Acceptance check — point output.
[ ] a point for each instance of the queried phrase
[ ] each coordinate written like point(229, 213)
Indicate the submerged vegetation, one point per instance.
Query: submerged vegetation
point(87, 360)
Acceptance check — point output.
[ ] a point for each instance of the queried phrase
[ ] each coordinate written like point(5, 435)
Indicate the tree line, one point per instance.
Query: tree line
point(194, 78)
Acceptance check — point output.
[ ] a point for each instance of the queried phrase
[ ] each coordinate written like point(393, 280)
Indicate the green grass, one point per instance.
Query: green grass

....

| Problem to work on |
Arrange every line of the entries above as a Markdown table with two columns, Row and Entry line. Number each row and leave out any blank lines.

| Exercise response |
| Row | Entry line |
|---|---|
| 1 | Acceptance check — point output. |
| 2 | [ ] a point for each instance of the queried phrase |
| 3 | [ ] each coordinate written like point(229, 213) |
| 4 | Indicate the submerged vegetation, one point per instance. |
| 5 | Query: submerged vegetation |
| 6 | point(87, 360) |
| 7 | Acceptance check — point output. |
| 8 | [ ] a point for each instance of the queried phrase |
| 9 | [ ] each coordinate written like point(5, 435) |
| 10 | Indicate the tree line, one point per instance. |
| 11 | Query: tree line |
| 12 | point(194, 78) |
| 13 | Acceptance check — point output. |
| 14 | [ ] a point for each instance of the queried phrase |
| 15 | [ ] each coordinate written like point(393, 280) |
| 16 | Indicate the green grass, one point per instance. |
| 17 | Query: green grass |